[Data items]
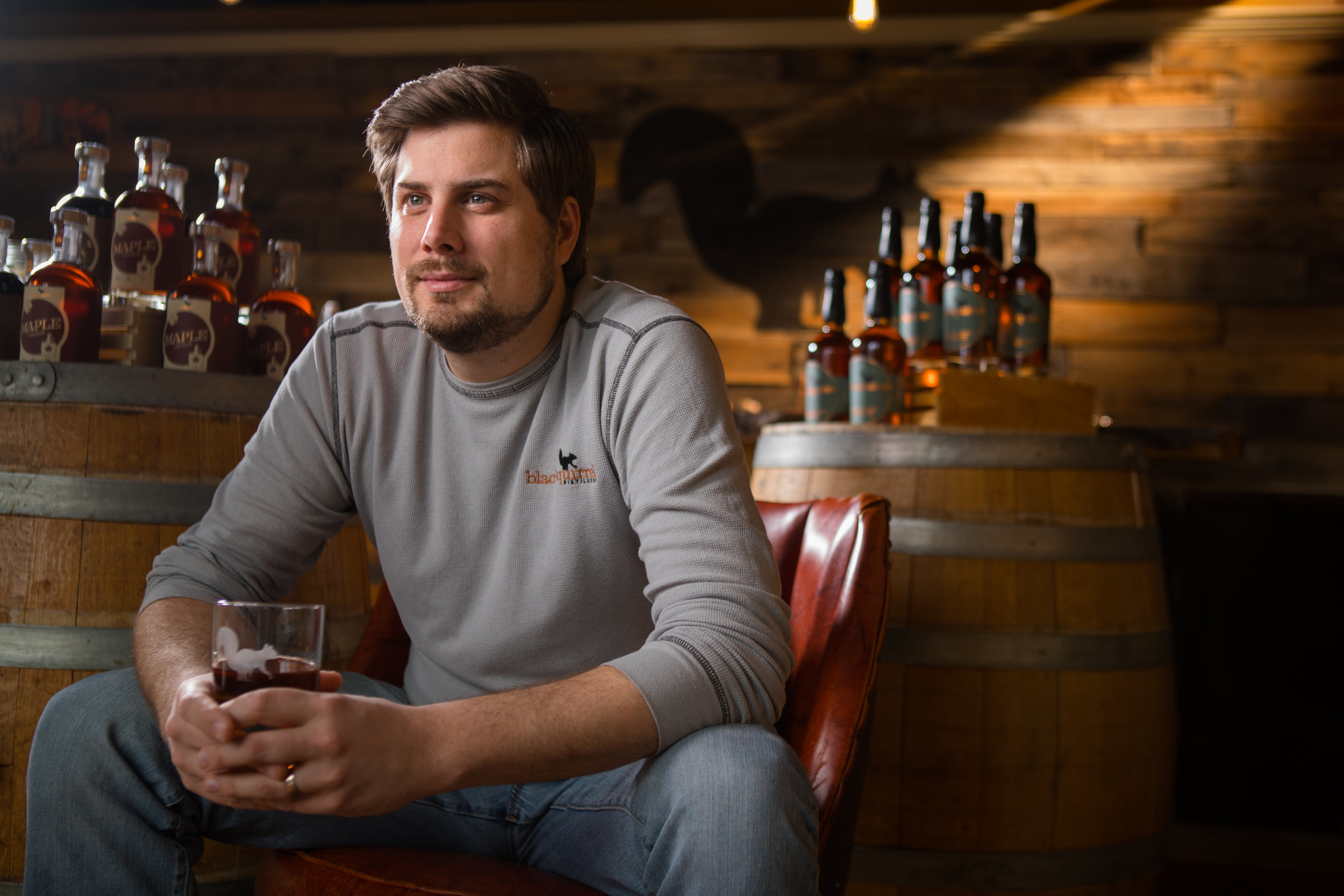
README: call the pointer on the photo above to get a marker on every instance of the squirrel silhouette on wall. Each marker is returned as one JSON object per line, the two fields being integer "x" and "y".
{"x": 777, "y": 248}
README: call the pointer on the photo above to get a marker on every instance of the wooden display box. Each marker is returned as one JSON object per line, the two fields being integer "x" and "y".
{"x": 993, "y": 402}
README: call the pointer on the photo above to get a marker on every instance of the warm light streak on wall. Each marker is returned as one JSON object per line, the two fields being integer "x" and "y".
{"x": 863, "y": 14}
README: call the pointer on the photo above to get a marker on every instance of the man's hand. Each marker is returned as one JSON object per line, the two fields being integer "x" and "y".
{"x": 197, "y": 720}
{"x": 351, "y": 755}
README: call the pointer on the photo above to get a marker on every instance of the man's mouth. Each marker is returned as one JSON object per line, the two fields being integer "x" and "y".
{"x": 445, "y": 283}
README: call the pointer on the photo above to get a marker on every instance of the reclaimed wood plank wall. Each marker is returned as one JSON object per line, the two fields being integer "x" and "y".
{"x": 1190, "y": 191}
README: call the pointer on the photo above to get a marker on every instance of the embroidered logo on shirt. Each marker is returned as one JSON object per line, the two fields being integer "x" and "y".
{"x": 570, "y": 473}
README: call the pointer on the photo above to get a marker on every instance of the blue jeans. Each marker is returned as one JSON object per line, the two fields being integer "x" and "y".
{"x": 725, "y": 811}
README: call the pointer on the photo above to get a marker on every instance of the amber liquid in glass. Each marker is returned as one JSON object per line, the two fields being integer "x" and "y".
{"x": 241, "y": 268}
{"x": 281, "y": 672}
{"x": 80, "y": 316}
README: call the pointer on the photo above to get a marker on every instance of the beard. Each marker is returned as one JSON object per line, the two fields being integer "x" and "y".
{"x": 487, "y": 326}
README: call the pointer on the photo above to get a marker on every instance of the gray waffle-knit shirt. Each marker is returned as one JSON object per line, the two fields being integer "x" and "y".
{"x": 592, "y": 508}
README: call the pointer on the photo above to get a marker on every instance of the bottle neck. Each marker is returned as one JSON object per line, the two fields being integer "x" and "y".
{"x": 208, "y": 257}
{"x": 151, "y": 170}
{"x": 230, "y": 191}
{"x": 72, "y": 235}
{"x": 1025, "y": 241}
{"x": 92, "y": 173}
{"x": 283, "y": 272}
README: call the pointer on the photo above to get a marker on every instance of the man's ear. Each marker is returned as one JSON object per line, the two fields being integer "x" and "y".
{"x": 568, "y": 230}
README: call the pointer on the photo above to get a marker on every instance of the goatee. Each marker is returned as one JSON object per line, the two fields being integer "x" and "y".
{"x": 480, "y": 329}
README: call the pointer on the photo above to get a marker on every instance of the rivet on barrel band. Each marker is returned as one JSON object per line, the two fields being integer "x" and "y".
{"x": 1004, "y": 871}
{"x": 839, "y": 445}
{"x": 996, "y": 649}
{"x": 97, "y": 649}
{"x": 998, "y": 542}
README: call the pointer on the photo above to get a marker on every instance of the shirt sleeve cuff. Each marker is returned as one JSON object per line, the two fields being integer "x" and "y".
{"x": 678, "y": 688}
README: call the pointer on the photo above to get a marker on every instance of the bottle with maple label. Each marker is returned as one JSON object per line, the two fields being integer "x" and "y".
{"x": 11, "y": 299}
{"x": 240, "y": 252}
{"x": 826, "y": 377}
{"x": 920, "y": 300}
{"x": 62, "y": 303}
{"x": 878, "y": 358}
{"x": 202, "y": 328}
{"x": 281, "y": 320}
{"x": 1027, "y": 342}
{"x": 35, "y": 252}
{"x": 972, "y": 303}
{"x": 149, "y": 238}
{"x": 90, "y": 198}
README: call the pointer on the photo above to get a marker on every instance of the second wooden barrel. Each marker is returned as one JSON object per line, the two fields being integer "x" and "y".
{"x": 1025, "y": 733}
{"x": 101, "y": 468}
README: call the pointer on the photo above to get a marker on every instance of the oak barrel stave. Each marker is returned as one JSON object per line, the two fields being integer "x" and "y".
{"x": 1042, "y": 763}
{"x": 90, "y": 572}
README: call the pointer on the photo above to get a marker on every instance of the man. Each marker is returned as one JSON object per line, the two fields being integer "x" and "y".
{"x": 597, "y": 652}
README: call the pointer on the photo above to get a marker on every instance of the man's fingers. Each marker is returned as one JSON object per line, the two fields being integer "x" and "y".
{"x": 259, "y": 749}
{"x": 273, "y": 707}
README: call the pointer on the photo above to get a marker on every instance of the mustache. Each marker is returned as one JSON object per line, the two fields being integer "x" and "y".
{"x": 456, "y": 267}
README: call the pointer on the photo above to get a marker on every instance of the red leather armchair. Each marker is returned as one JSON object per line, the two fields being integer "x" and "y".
{"x": 832, "y": 556}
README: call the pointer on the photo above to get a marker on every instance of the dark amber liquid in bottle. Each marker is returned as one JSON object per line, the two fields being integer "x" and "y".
{"x": 299, "y": 323}
{"x": 249, "y": 250}
{"x": 222, "y": 351}
{"x": 1025, "y": 277}
{"x": 82, "y": 307}
{"x": 173, "y": 233}
{"x": 976, "y": 272}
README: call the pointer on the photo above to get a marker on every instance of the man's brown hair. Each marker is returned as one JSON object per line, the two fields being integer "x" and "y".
{"x": 554, "y": 156}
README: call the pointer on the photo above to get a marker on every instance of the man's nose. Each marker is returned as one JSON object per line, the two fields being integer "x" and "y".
{"x": 442, "y": 235}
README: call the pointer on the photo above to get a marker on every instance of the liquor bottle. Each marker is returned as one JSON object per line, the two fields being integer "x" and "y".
{"x": 281, "y": 320}
{"x": 11, "y": 299}
{"x": 972, "y": 303}
{"x": 920, "y": 299}
{"x": 995, "y": 237}
{"x": 174, "y": 182}
{"x": 878, "y": 358}
{"x": 241, "y": 249}
{"x": 826, "y": 375}
{"x": 202, "y": 329}
{"x": 148, "y": 241}
{"x": 62, "y": 303}
{"x": 35, "y": 252}
{"x": 1027, "y": 343}
{"x": 90, "y": 198}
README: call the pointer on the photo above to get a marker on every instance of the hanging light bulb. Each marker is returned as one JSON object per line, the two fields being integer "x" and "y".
{"x": 863, "y": 14}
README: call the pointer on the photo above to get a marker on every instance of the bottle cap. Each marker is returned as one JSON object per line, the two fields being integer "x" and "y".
{"x": 93, "y": 151}
{"x": 208, "y": 232}
{"x": 232, "y": 167}
{"x": 832, "y": 300}
{"x": 291, "y": 248}
{"x": 69, "y": 216}
{"x": 156, "y": 146}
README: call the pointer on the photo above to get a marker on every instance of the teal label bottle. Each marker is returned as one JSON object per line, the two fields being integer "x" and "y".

Task -> Copy out each line of the entries above word for word, with the pictures left out.

Response for this exercise ->
README: call the pointer on the photo above to get a marker on every instance of the squirrel silhouette on wall. Each marker is returned as one JSON object per line, the two fields being integer "x" and "y".
{"x": 777, "y": 248}
README: call the pointer on the photo above to get a marker on every instance of the wooden display box. Each marker is returned as one JSON object per line, the two fields being integer "x" and "y".
{"x": 993, "y": 402}
README: call the pointer on the photo above to get a marker on every instance of the warm light streak on wall. Each marker is returned as one JSON object per line, the two fields being integer "x" and "y".
{"x": 863, "y": 14}
README: call the pointer on the photo above to get a marker on every instance of the man's hand. Each marker is returned as one JSON object per line, the two fields being integer "x" and "y".
{"x": 197, "y": 720}
{"x": 351, "y": 755}
README: call the pointer on the photo above to get a marker on every instance of the man's mouth. Each marker is returned as one JSON object per line, the two fields being integer "x" and "y".
{"x": 445, "y": 283}
README: call the pointer on the photo above to get a marker on every instance of the reclaimed wood plank wall. Each marker is returned as one JSON object per line, the two fields being integer "x" and "y".
{"x": 1190, "y": 191}
README: call the pointer on the photo above to get a marker on every instance of the embroidered logo on shirt. Each marker is returned as one JSON object per line, the two fields being integer "x" and "y".
{"x": 570, "y": 473}
README: call the pointer on the photo above to get a marker on every instance of the blue jeans. Each marker is returned as one JSON object per line, the two fields being integer "x" and "y".
{"x": 725, "y": 811}
README: call the pointer on the photo above to get a marker on every instance of the amber liquid in glass. Each marker is returned as one JSON object per line, the two fields being integer "x" and "y".
{"x": 241, "y": 268}
{"x": 281, "y": 672}
{"x": 80, "y": 316}
README: call the pointer on the photo above to get a marker on every instance of the beard. Each marker is returned as one JSON object per line, the two fields being integer "x" and "y".
{"x": 487, "y": 326}
README: call the pointer on the photo above to get a marker on every instance of the gray waffle-knit shirt. Each marker is returned as one JSON object per line, the two fields being integer "x" and "y".
{"x": 592, "y": 508}
README: call the pointer on the photo above to get a marker on every instance of the bottle neck. Each marker is returned as one JSON object per line, the two fields being integer "x" and "y".
{"x": 208, "y": 257}
{"x": 151, "y": 170}
{"x": 230, "y": 191}
{"x": 72, "y": 235}
{"x": 1025, "y": 241}
{"x": 92, "y": 173}
{"x": 283, "y": 272}
README: call the pointer on the photo above to get a marker on every instance of the man's ear. Each marker is returned as one JSON object per line, the two fields being integer "x" and "y".
{"x": 568, "y": 230}
README: call the pointer on the photo above to get a marker on every instance of the goatee. Each marker is returned as one JSON object per line, the two fields being integer "x" and "y".
{"x": 480, "y": 329}
README: call the pointer on the photo above to get a marker on every instance of the rivet on barrel band. Each marker is returned as one JSON object per line, the two fields being integer "x" and "y".
{"x": 1004, "y": 871}
{"x": 839, "y": 445}
{"x": 996, "y": 649}
{"x": 97, "y": 649}
{"x": 998, "y": 542}
README: call the pointer on the photo above to get a marker on every instance of the shirt sleeve cuff. Each marker is returned as one JSON object per line, the two fields being integer "x" and "y".
{"x": 678, "y": 688}
README: call the pointer on the photo above to get a marker on every instance of the bottle with maple label. Each marker is returned as one JSON object per line, the two fields being integer "x" and "y".
{"x": 11, "y": 299}
{"x": 240, "y": 252}
{"x": 826, "y": 377}
{"x": 920, "y": 300}
{"x": 62, "y": 303}
{"x": 878, "y": 358}
{"x": 202, "y": 328}
{"x": 281, "y": 320}
{"x": 1027, "y": 342}
{"x": 35, "y": 252}
{"x": 972, "y": 303}
{"x": 149, "y": 238}
{"x": 90, "y": 198}
README: call the pointer on the photo above to get a marker on every instance of the second wooden barrel. Each marker is returned as one JSON object per line, the two fields being integer "x" and "y".
{"x": 1025, "y": 733}
{"x": 101, "y": 468}
README: call the pointer on the photo above to get a marker on every instance of the oak barrel stave. Each marker is returned as one JSON object per line, the two fields being integer "x" and "y".
{"x": 1042, "y": 763}
{"x": 90, "y": 572}
README: call the pointer on the photo above to get a marker on every instance of the man. Each marker is returned as one JSON object per line, the two fields being integer "x" and "y".
{"x": 597, "y": 652}
README: call the pointer on the photo above to get a marker on every instance of the man's fingers. Each marker is returned as one JSON object per line, the two fields being integer "x" and "y".
{"x": 259, "y": 749}
{"x": 273, "y": 707}
README: call the pointer on the photo above to get a marker on every instance of the mustache. Each marker is returned as one JSON object per line, the two fields being integer "x" and "y".
{"x": 456, "y": 267}
README: call the pointer on the photo above to get a marker on every instance of the red leather armchair. Each marker is returned as one JSON object per line, the two fields being integer "x" and "y".
{"x": 832, "y": 556}
README: call the pointer on the photo above to get a marker on every instance of the dark amber liquid in bottle. Each marker is returned as one JSON object per line, the two fields being integer "x" and "y".
{"x": 299, "y": 323}
{"x": 249, "y": 250}
{"x": 222, "y": 351}
{"x": 1025, "y": 277}
{"x": 82, "y": 307}
{"x": 173, "y": 233}
{"x": 976, "y": 272}
README: call the pointer on the photo above to get a marker on every instance of the man's brown hair. Each marker is returned as one JSON object per line, the two fields being integer "x" and "y".
{"x": 554, "y": 156}
README: call the pointer on the photo above to get a marker on every instance of the man's nose. Each marker is returned as one JSON object per line, the two fields being integer "x" and "y".
{"x": 442, "y": 235}
README: call the pointer on the photo above to get a marker on every instance of the liquor bottle. Each marker is returned as one JSON object per line, the two fields being integer "x" and "y".
{"x": 281, "y": 320}
{"x": 11, "y": 299}
{"x": 972, "y": 303}
{"x": 920, "y": 299}
{"x": 995, "y": 237}
{"x": 174, "y": 182}
{"x": 878, "y": 358}
{"x": 241, "y": 249}
{"x": 826, "y": 375}
{"x": 202, "y": 329}
{"x": 148, "y": 241}
{"x": 62, "y": 303}
{"x": 35, "y": 252}
{"x": 1027, "y": 343}
{"x": 90, "y": 198}
README: call the pointer on the photo above to get a marker on every instance of the hanging light bulb. Each marker is returned as one JSON object per line, the two fields being integer "x" and "y".
{"x": 863, "y": 14}
README: call the pointer on the photo above to get a marker on every instance of the bottle cap. Each marker is returned as one JSON object per line, the two fields being integer "x" and "y".
{"x": 93, "y": 151}
{"x": 208, "y": 232}
{"x": 232, "y": 167}
{"x": 832, "y": 300}
{"x": 291, "y": 248}
{"x": 69, "y": 216}
{"x": 156, "y": 146}
README: call the pointer on the photo above to get a marker on every instance of the teal label bottle. Each marker is returned as one JSON object per line, the two fields being integer "x" and "y".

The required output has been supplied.